-- START OF Excerpt provided --
An item at tonight's Council Cabinet meeting has thrown into question the future survival of Haringey's two warehouse districts and the artistic communities who live in them.
Both the Harringay Warehouse District and the Fountayne Road community now face an uncertain future following the publication of a Haringey Council report, "Tackling Unauthorised Living in Industrial Areas". (Report attached)
The report, which was discussed at the full cabinet of the Council today, recommends a two-year project costing £600,000 which will seek to deal with "the growing problem of unauthorised residential and live work uses in and around (the) Industrial Sites" in Haringey. The recommended process is "to establish a special multi-disciplinary team to fully investigate and address the problem through a combination of regulation, improvement, enforcement and, where necessary, prosecution".
The alarm bells were ringing for me since earlier in the week I had discovered that these areas are earmarked as being amongst those that will "will accommodate the majority of development in the borough over the next 20 years".
In Facebook and Twitter conversations this afternoon, warehouse residents shared their fears that the vibrancy their communities bring to the borough will be overlooked and their communities sanitised and destroyed.
In response to my Twitter requests to Council Leader Claire Kober this evening to protect these communities, Cllr Kober sought to offer some reassurance:
@harringayonline some people in unacceptable conditions. My concern is for safe, decent properties. No intention to undermine communities
@harringayonline no intention to damage what's good. Priority is to go after rogue landlords just as we do elsewhere in borough
When I asked if she would ensure that warehouse residents will be involved, the Council Leader replied:
@harringayonline don't see any problem involving residents. Will ask officers to consider how best to achieve
I very much hope that the approach the Council takes in this project will support these communities rather than beginning the process of whittling them away.
Tags for Forum Posts: local plan, local plan 2014, site allocation plan, warehouse district
Possibly worth hearing from the warehouse folk too before painting things too black and white, Ruth. It sounds like it is causing some real problems, but it is also, at least in part, a thriving creative community.
Of course, I know many people involved here on all sides but some evidence coming up here of unacceptable disturbances.
Let's have the counterbalancing arguments from the Warehouse residents, I am ready to read these too.
You get unacceptable disturbances in residential areas too.
Look at wood green at night!
That is because a botched repair was made by Thames water contractors who had to come back and fix it a second time.
All in all a knotty problem, by the sounds of it - and perhaps the reason the team has been established. Has anyone raised these issues on HoL before and I've missed it?
FPR can you explain a bit more plainly your own situation and what you're asking? Have I got it right that you live in a building which was a former factory or something like that? And you'd like cheap rent for yourself and other people living there?
-- END OF Excerpt provided --
-- START OF Information supplied --
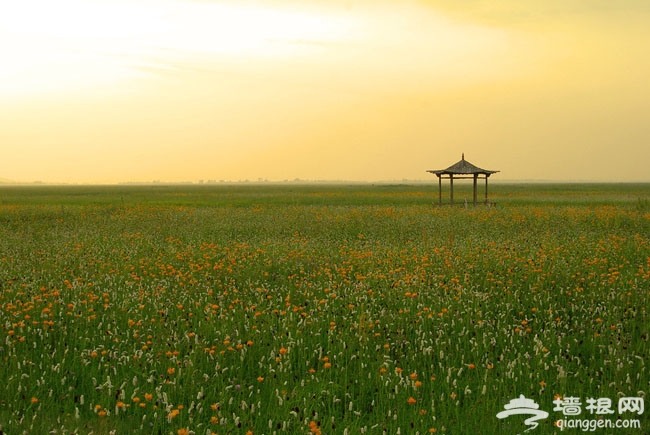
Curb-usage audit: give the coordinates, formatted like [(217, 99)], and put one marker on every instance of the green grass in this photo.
[(358, 308)]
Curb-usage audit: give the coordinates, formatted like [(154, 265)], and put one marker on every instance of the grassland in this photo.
[(317, 309)]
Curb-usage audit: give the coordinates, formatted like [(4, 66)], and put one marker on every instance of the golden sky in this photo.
[(103, 91)]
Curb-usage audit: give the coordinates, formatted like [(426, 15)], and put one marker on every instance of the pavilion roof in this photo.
[(462, 167)]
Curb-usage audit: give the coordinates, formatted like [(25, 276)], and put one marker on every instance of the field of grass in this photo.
[(318, 308)]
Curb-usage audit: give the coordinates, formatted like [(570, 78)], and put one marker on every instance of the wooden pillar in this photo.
[(475, 180), (451, 188)]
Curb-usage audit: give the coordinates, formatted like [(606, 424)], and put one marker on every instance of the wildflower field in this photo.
[(317, 308)]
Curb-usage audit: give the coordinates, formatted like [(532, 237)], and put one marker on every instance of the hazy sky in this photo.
[(178, 90)]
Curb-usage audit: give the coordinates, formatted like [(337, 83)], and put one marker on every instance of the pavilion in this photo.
[(461, 170)]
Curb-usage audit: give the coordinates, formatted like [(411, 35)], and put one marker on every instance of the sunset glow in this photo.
[(180, 90)]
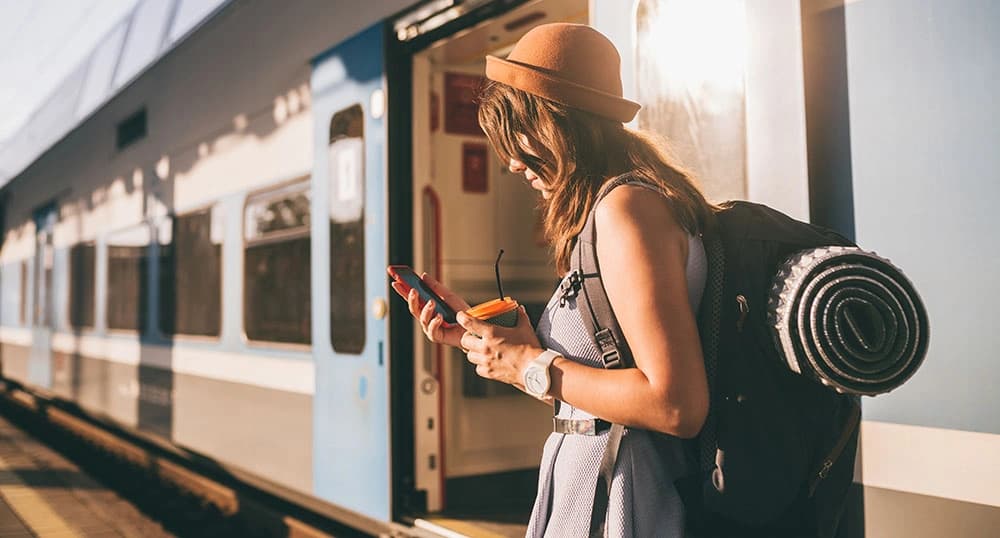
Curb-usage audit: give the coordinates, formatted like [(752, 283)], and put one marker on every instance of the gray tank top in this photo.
[(643, 500)]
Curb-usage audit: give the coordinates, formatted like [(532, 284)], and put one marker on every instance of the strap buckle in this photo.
[(589, 426), (570, 287), (609, 350)]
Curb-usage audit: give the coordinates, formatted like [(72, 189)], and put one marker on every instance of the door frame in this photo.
[(406, 500)]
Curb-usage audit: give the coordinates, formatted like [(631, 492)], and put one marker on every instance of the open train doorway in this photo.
[(477, 443)]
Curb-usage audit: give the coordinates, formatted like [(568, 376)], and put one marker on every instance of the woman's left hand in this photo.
[(500, 353)]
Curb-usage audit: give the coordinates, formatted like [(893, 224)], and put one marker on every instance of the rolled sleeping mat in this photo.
[(849, 319)]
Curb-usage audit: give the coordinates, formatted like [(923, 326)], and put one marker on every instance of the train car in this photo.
[(201, 260)]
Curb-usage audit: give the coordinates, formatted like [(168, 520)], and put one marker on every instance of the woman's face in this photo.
[(530, 177), (518, 167)]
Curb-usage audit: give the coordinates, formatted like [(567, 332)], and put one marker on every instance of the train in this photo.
[(201, 259)]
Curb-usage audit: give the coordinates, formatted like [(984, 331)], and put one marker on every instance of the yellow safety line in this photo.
[(465, 528), (31, 507)]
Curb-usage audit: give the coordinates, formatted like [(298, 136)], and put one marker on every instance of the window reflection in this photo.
[(277, 284), (347, 230)]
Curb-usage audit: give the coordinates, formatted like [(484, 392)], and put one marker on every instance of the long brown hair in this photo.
[(575, 152)]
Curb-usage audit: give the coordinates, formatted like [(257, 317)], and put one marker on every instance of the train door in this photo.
[(351, 414), (43, 311), (477, 442)]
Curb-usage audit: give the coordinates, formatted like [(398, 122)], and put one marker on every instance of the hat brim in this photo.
[(544, 84)]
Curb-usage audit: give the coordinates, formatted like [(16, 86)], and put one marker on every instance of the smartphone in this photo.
[(406, 275)]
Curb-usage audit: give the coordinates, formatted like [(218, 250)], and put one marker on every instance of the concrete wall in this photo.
[(920, 125)]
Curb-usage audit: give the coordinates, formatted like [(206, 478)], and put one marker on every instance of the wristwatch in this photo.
[(536, 375)]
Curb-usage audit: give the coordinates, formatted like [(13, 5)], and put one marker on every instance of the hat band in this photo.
[(537, 82)]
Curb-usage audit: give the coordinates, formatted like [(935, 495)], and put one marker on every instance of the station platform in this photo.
[(43, 494)]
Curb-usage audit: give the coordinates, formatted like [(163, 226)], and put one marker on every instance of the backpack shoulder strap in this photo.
[(600, 320), (596, 310)]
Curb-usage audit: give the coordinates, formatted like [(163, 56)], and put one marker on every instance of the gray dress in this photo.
[(643, 500)]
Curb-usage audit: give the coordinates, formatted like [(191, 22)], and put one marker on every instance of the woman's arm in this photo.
[(642, 251)]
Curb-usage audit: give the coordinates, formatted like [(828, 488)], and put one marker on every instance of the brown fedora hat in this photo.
[(572, 64)]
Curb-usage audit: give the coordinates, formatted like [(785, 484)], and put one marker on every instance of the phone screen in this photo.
[(406, 275)]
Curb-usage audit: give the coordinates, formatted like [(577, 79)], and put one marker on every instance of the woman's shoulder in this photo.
[(636, 206)]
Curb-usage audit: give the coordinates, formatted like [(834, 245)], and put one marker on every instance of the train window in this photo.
[(24, 293), (347, 230), (690, 80), (128, 267), (131, 129), (81, 285), (276, 269), (190, 279)]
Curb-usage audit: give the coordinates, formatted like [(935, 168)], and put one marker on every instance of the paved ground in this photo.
[(43, 494)]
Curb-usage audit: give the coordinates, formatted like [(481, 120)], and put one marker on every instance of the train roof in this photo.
[(139, 40)]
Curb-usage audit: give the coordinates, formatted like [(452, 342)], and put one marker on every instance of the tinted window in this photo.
[(190, 257), (346, 152), (277, 306), (128, 266), (131, 129), (24, 293), (81, 285)]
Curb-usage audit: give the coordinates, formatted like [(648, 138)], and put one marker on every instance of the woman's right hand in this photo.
[(435, 328)]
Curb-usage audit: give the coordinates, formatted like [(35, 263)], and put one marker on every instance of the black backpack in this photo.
[(776, 454)]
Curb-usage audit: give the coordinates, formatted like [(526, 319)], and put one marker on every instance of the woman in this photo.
[(555, 112)]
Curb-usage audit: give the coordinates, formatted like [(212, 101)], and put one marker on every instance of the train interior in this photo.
[(474, 436)]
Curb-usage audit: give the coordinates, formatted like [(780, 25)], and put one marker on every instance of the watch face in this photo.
[(534, 381)]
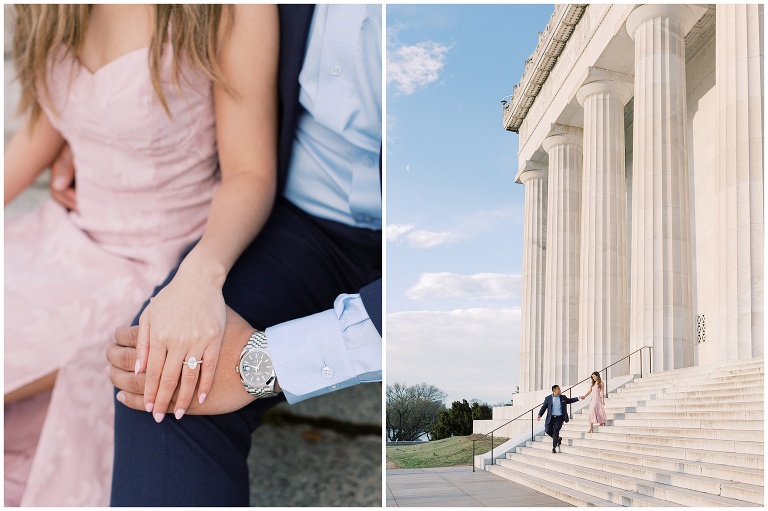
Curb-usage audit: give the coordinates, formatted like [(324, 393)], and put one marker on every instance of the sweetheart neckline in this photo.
[(111, 62)]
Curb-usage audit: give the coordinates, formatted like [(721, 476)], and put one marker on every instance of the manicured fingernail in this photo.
[(60, 183)]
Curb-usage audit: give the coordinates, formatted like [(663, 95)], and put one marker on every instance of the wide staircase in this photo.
[(684, 437)]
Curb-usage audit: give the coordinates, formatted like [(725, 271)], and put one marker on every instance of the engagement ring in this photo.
[(192, 362)]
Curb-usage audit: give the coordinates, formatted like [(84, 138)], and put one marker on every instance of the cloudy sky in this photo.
[(454, 215)]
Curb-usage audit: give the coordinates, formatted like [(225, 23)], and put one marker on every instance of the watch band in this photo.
[(258, 340)]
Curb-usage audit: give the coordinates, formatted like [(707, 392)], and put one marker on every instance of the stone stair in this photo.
[(684, 437)]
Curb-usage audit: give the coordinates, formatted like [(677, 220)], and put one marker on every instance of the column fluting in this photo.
[(661, 271), (534, 178), (603, 298), (561, 309), (740, 158)]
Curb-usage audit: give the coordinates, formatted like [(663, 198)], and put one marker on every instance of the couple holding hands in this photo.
[(227, 157), (557, 414)]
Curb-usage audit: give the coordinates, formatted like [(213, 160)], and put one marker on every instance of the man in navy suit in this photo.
[(557, 414)]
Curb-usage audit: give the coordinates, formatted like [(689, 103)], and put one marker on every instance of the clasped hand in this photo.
[(226, 393), (186, 319)]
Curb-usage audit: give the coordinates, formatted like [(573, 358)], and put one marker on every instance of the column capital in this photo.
[(533, 169), (562, 134), (605, 81), (688, 14)]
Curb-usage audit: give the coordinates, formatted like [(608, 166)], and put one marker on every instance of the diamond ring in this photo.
[(192, 362)]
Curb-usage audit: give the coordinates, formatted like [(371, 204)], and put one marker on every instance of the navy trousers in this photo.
[(553, 430), (296, 267)]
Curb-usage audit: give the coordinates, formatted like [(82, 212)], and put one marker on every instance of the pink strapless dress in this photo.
[(144, 184)]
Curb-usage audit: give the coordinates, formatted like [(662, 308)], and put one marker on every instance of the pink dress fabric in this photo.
[(596, 407), (144, 185)]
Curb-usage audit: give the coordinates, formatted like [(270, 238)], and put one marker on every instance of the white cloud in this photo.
[(472, 225), (411, 68), (396, 231), (469, 353), (428, 239), (495, 286), (417, 238)]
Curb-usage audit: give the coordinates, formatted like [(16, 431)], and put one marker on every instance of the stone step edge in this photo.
[(708, 394), (611, 430), (751, 424), (708, 384), (705, 369), (547, 489), (707, 414), (680, 407), (581, 452), (649, 437), (714, 388), (683, 450), (573, 459), (727, 365), (598, 486), (756, 369), (754, 424), (635, 482)]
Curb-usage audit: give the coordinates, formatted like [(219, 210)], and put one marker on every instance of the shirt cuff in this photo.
[(327, 351)]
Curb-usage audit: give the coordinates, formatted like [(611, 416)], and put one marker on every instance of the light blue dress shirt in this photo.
[(557, 406), (334, 174)]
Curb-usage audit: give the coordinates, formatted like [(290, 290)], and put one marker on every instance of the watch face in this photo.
[(256, 368)]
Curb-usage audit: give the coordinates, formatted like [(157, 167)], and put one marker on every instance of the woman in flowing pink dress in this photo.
[(597, 404), (170, 113)]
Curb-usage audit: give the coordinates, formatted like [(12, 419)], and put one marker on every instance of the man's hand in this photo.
[(227, 392), (63, 179)]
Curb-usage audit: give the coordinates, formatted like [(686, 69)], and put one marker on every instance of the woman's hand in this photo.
[(227, 393), (186, 319)]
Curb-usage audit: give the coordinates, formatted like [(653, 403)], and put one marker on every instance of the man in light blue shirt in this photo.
[(557, 415), (295, 316)]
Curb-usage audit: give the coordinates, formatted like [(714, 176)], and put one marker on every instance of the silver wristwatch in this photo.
[(255, 367)]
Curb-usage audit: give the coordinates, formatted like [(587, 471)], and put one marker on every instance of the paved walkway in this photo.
[(460, 487)]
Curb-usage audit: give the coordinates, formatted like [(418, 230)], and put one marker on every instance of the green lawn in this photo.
[(448, 452)]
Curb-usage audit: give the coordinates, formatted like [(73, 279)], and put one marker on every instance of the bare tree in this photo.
[(411, 410)]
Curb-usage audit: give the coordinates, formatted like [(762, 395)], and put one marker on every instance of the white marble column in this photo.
[(534, 177), (603, 298), (661, 274), (740, 159), (561, 300)]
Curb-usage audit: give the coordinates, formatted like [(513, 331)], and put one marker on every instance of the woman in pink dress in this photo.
[(597, 404), (170, 113)]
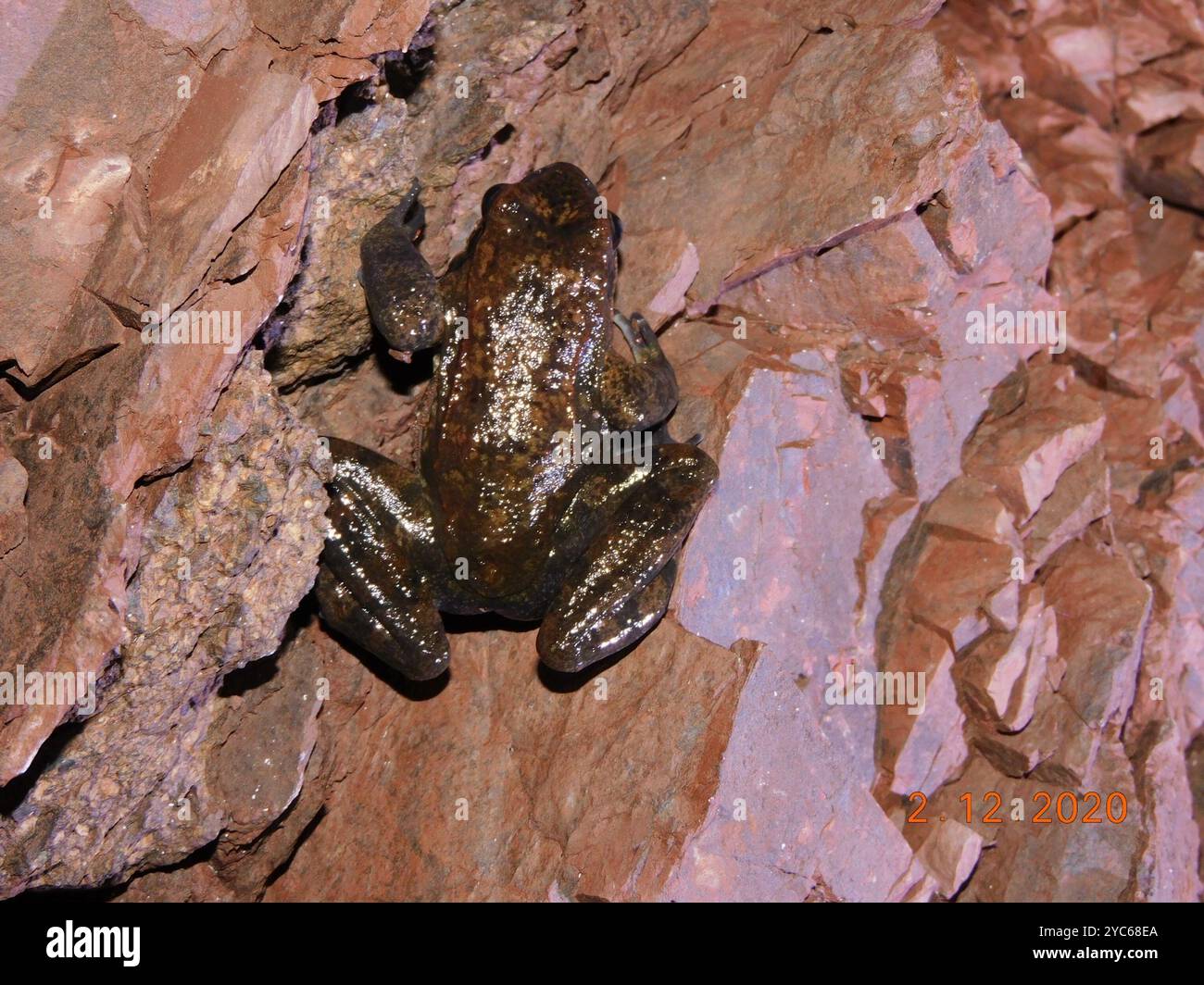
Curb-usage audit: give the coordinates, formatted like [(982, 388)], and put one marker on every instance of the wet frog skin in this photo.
[(496, 517)]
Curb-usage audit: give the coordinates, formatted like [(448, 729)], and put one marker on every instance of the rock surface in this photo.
[(814, 216)]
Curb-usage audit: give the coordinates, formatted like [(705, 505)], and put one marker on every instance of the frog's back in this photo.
[(538, 295)]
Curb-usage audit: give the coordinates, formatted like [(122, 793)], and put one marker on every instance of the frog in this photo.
[(498, 515)]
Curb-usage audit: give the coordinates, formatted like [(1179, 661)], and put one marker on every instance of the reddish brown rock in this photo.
[(159, 771), (1022, 528)]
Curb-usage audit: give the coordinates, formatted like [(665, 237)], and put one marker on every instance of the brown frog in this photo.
[(507, 513)]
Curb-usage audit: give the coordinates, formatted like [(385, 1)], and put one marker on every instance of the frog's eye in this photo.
[(615, 229), (488, 199)]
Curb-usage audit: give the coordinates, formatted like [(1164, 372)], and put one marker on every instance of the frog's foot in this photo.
[(400, 287), (371, 585), (621, 587), (642, 393)]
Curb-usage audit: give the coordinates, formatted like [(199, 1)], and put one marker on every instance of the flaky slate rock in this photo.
[(227, 553)]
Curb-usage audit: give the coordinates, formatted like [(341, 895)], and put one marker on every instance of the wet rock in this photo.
[(168, 760)]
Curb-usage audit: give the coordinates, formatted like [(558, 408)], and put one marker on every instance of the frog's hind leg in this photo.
[(401, 291), (639, 393), (621, 587), (376, 580)]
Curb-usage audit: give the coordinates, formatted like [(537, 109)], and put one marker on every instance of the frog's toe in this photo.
[(570, 651), (421, 654), (621, 588)]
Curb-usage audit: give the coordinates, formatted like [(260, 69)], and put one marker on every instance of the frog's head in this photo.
[(558, 200)]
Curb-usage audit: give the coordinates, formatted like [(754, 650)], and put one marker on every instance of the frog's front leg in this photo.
[(639, 393), (621, 585), (378, 579), (400, 287)]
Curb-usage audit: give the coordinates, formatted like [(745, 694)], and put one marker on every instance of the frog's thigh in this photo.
[(621, 584), (371, 587)]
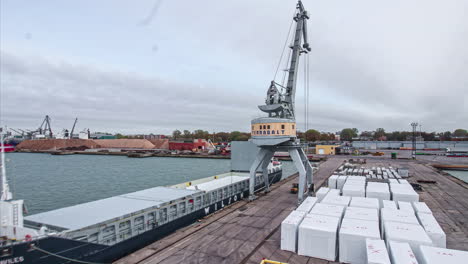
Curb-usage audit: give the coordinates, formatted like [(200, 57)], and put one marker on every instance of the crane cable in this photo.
[(284, 47)]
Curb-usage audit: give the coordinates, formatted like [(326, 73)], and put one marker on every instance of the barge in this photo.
[(108, 229)]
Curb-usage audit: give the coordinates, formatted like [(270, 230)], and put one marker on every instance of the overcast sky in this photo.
[(152, 66)]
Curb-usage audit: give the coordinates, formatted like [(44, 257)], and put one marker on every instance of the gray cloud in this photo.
[(373, 64)]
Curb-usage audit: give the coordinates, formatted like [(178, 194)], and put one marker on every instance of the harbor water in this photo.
[(48, 182)]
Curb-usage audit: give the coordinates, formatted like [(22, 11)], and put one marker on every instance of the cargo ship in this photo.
[(108, 229)]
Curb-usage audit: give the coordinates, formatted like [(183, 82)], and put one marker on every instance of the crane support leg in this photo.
[(298, 162), (266, 161), (309, 171), (253, 171)]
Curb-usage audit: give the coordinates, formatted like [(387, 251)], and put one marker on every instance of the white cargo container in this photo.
[(321, 193), (365, 202), (369, 214), (402, 181), (380, 191), (389, 204), (334, 192), (401, 253), (397, 216), (413, 234), (307, 204), (405, 206), (317, 237), (332, 181), (336, 200), (328, 210), (421, 207), (289, 230), (358, 190), (433, 229), (434, 255), (377, 252), (352, 239), (356, 178), (394, 181), (403, 192), (340, 182)]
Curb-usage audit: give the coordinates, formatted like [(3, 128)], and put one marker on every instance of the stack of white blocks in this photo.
[(401, 253), (352, 239), (317, 236), (403, 192), (289, 230), (352, 222), (377, 252), (378, 190), (434, 255)]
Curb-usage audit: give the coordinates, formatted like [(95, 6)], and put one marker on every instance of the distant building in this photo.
[(326, 149)]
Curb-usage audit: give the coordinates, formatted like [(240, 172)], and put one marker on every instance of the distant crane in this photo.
[(45, 126), (277, 131), (73, 128)]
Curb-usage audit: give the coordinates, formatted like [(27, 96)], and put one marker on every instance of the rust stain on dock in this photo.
[(248, 232)]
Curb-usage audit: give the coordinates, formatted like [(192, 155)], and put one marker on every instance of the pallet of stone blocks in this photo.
[(376, 173), (377, 252), (317, 237), (342, 228), (289, 229)]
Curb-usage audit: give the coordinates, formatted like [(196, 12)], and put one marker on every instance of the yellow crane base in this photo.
[(266, 261)]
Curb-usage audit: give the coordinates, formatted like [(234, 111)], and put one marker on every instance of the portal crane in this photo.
[(45, 126), (278, 131), (73, 128)]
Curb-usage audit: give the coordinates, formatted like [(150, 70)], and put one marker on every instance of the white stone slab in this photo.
[(406, 194), (401, 253), (421, 207), (365, 202), (434, 255), (352, 239), (337, 200), (402, 181), (358, 190), (398, 216), (395, 181), (369, 214), (321, 193), (377, 252), (307, 204), (405, 206), (411, 233), (389, 204), (380, 191), (289, 230), (332, 181), (340, 182), (317, 237), (433, 229), (328, 210)]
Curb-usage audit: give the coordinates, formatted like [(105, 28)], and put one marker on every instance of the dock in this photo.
[(248, 232)]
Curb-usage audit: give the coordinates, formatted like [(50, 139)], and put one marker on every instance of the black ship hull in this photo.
[(52, 249)]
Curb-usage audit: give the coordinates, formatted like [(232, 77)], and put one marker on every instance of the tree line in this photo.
[(349, 134)]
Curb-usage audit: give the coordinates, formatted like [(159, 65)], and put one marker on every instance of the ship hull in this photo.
[(51, 249)]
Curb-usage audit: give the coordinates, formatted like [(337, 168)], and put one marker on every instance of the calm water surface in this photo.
[(48, 182)]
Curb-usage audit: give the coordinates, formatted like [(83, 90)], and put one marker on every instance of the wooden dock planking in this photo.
[(248, 232)]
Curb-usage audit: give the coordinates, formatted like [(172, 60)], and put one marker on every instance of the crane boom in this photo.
[(73, 128), (282, 104)]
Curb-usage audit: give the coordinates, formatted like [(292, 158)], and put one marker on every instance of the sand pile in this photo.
[(124, 143), (160, 143), (56, 144)]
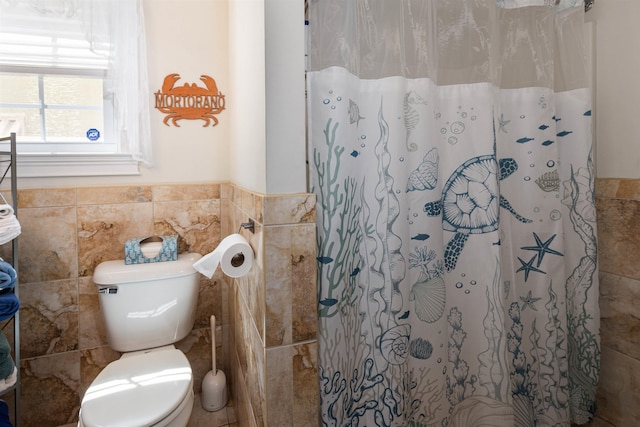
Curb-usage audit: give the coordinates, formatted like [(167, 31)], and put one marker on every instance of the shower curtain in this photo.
[(450, 153)]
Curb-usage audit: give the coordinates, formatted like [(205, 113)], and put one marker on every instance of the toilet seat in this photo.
[(140, 389)]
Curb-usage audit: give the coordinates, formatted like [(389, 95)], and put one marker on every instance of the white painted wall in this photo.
[(616, 24), (247, 72), (259, 143)]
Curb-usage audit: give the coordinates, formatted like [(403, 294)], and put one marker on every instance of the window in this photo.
[(73, 86)]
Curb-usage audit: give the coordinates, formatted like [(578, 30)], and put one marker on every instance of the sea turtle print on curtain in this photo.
[(457, 274)]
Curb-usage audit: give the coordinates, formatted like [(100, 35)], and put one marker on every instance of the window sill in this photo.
[(49, 165)]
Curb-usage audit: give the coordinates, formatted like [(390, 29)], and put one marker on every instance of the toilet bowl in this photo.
[(145, 388), (146, 309)]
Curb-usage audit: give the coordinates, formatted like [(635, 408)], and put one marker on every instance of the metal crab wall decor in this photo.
[(189, 101)]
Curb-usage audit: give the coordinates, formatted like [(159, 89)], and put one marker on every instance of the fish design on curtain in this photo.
[(413, 330), (456, 229)]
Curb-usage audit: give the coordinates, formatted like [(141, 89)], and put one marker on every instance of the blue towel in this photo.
[(4, 415), (7, 366), (9, 304), (8, 275)]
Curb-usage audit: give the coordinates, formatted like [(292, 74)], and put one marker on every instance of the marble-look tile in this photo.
[(49, 318), (305, 385), (47, 245), (290, 284), (104, 229), (618, 396), (196, 222), (50, 197), (292, 381), (166, 193), (607, 187), (226, 191), (597, 422), (618, 231), (278, 282), (111, 195), (280, 399), (290, 209), (304, 312), (50, 390), (91, 327)]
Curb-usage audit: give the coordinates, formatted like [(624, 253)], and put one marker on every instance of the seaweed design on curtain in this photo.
-- END OF Information supplied --
Task set —
1 > In the Haringey warehouse post, how much would the recommended two-year project cost?
2 > Extract the part of the Haringey warehouse post between "In Facebook and" and "sanitised and destroyed.", inclusive.
3 > List every tag given for forum posts in the Haringey warehouse post.
The records have no connection to the Haringey warehouse post.

Results by task —
1 > £600,000

2 >
In Facebook and Twitter conversations this afternoon, warehouse residents shared their fears that the vibrancy their communities bring to the borough will be overlooked and their communities sanitised and destroyed.

3 > local plan, local plan 2014, site allocation plan, warehouse district